Snowball in Hell: Endangerment Finding Endangered

Our institutional understanding of climate science is feeling a little like a snowball in Hell right now.

Oligarchs readying massive environmental rug-pull that will reverberate for ages.

Wall Street Journal:

The Trump administration is planning this week to repeal the Obama-era scientific finding that serves as the legal basis for federal greenhouse-gas regulation, according to U.S. officials, in the most far-reaching rollback of U.S. climate policy to date. 

The reversal targets the 2009 “endangerment finding,” which concluded that six greenhouse gases pose a threat to public health and welfare. The finding provided the legal underpinning for the Environmental Protection Agency’s climate rules, which limited emissions from power plants and tightened fuel-economy standards for vehicles under the Clean Air Act.

“This amounts to the largest act of deregulation in the history of the United States,” EPA Administrator Lee Zeldin said in an interview. 

The final rule, set to be made public later this week, removes the regulatory requirements to measure, report, certify and comply with federal greenhouse-gas emission standards for motor vehicles, and repeals associated compliance programs, credit provisions and reporting obligations for industries, according to administration officials.

It wouldn’t apply to rules governing emissions from power plants and other stationary sources such as oil-and-gas facilities, the officials said. But repealing the finding could open up the door to rolling back regulations that affect those facilities.

New York Times:

In the summer of 2022, Democrats in Congress were racing to pass the biggest climate law in the country’s history and President Joseph R. Biden Jr. was declaring that global warming posed a “clear and present danger” to the United States.

But behind the scenes, four Trump administration veterans were plotting to obliterate federal climate efforts once Republicans regained control in Washington, according to documents reviewed by The New York Times and interviews with more than a dozen people familiar with the matter.

Two of them, Russell T. Vought and Jeffrey B. Clark, were high-profile allies of Donald Trump. Mr. Vought, who has railed against “climate alarmism,” and Mr. Clark, who has called climate rules a “Leninistic” plot to seize control of the economy, drafted executive orders for the next Republican president to dismantle climate initiatives.

The other two, Mandy Gunasekara and Jonathan Brightbill, were lesser-known conservative attorneys with long histories of fighting climate initiatives. Ms. Gunasekara, a onetime aide to the most vocal global warming denialist in the Senate, and Mr. Brightbill, who had argued in court against Obama-era climate regulations, collected an “arsenal of information” to chip away at the scientific consensus that the planet is warming, documents show.
┄┄┄┄┄┄┄┄┄┄
[SET EXERCISE 1]:
Retype the portion of the post on the endangerment finding between "It wouldn’t apply" and "the United States.", inclusive.
[SET EXERCISE 2]:
Render into Spanish the following sentence from the post on the endangerment finding: "The reversal targets the 2009 “endangerment finding,” which concluded that six greenhouse gases pose a threat to public health and welfare."
[SET EXERCISE 3]:
Name every Trump administration veteran whom the New York Times excerpt in the post on the endangerment finding identifies as plotting against federal climate efforts.
┄┄┄┄┄┄┄┄┄┄
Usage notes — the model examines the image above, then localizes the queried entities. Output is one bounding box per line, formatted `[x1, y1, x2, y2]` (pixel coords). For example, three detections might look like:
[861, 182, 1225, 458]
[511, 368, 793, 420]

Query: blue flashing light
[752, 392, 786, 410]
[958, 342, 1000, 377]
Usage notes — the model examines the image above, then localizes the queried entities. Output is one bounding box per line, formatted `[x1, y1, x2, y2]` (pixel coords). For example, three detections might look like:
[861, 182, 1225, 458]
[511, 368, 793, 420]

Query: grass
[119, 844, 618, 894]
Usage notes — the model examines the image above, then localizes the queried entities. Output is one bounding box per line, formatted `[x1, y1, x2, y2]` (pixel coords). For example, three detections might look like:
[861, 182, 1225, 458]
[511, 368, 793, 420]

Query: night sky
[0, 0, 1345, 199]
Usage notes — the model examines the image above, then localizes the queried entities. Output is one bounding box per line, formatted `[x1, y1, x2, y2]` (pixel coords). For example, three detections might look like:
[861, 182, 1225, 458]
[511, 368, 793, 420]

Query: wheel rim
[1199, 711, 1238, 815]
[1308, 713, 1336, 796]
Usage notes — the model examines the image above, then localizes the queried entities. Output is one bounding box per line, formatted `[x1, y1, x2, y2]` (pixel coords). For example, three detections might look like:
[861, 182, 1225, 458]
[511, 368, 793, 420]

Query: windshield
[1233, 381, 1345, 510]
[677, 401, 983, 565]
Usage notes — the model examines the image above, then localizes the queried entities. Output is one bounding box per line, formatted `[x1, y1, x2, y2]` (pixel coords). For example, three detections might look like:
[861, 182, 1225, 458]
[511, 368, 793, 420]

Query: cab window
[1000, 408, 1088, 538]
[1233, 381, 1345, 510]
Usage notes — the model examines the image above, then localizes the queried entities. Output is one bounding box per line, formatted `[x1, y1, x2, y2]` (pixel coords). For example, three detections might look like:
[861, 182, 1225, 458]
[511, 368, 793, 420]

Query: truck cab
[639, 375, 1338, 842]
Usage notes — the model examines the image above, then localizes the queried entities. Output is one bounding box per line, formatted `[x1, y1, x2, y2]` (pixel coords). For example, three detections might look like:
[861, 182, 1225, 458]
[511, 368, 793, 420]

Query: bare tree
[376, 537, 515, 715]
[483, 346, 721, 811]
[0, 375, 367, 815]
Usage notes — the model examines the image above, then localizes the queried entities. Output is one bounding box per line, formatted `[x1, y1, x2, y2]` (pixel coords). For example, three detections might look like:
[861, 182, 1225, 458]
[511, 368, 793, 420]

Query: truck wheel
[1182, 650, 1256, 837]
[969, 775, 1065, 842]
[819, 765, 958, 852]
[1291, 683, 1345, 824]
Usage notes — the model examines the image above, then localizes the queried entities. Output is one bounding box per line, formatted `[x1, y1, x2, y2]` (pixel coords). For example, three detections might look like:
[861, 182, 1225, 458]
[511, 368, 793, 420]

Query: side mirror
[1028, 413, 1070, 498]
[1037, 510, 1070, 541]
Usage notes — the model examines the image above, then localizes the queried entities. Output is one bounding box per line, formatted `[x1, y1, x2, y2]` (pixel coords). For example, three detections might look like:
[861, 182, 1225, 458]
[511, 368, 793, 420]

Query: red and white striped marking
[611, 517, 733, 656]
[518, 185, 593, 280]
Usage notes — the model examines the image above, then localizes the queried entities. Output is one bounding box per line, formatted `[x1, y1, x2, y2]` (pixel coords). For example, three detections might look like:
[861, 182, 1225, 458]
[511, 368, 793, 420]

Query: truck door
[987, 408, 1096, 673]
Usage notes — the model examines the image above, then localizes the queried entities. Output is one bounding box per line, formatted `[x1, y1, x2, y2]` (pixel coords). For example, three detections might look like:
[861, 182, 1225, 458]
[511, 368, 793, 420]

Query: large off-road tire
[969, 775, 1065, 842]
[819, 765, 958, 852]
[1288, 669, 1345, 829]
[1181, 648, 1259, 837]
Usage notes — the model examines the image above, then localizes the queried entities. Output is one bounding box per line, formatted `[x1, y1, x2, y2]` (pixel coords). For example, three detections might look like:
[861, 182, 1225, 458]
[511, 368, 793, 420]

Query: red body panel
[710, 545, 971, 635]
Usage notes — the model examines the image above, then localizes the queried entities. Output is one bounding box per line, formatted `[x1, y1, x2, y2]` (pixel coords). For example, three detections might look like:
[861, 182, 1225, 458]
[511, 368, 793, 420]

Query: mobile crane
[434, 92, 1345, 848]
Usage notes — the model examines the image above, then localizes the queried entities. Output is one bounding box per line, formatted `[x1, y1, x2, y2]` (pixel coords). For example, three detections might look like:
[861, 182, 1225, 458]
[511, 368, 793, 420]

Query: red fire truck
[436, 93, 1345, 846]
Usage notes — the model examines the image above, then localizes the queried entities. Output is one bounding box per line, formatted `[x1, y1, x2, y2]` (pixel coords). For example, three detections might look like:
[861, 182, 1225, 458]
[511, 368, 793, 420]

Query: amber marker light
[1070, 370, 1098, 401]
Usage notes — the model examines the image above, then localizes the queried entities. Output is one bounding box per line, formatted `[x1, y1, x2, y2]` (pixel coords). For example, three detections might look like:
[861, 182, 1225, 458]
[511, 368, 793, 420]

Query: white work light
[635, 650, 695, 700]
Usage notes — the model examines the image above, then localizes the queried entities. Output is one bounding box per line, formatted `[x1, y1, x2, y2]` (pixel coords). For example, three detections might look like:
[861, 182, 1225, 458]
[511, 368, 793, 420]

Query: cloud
┄┄┄┄┄┄┄┄┄┄
[EXPECTED OUTPUT 1]:
It wouldn’t apply to rules governing emissions from power plants and other stationary sources such as oil-and-gas facilities, the officials said. But repealing the finding could open up the door to rolling back regulations that affect those facilities.

New York Times:

In the summer of 2022, Democrats in Congress were racing to pass the biggest climate law in the country’s history and President Joseph R. Biden Jr. was declaring that global warming posed a “clear and present danger” to the United States.

[EXPECTED OUTPUT 2]:
La reversión apunta al “hallazgo de peligro” de 2009, que concluyó que seis gases de efecto invernadero representan una amenaza para la salud y el bienestar públicos.

[EXPECTED OUTPUT 3]:
Russell T. Vought, Jeffrey B. Clark, Mandy Gunasekara, Jonathan Brightbill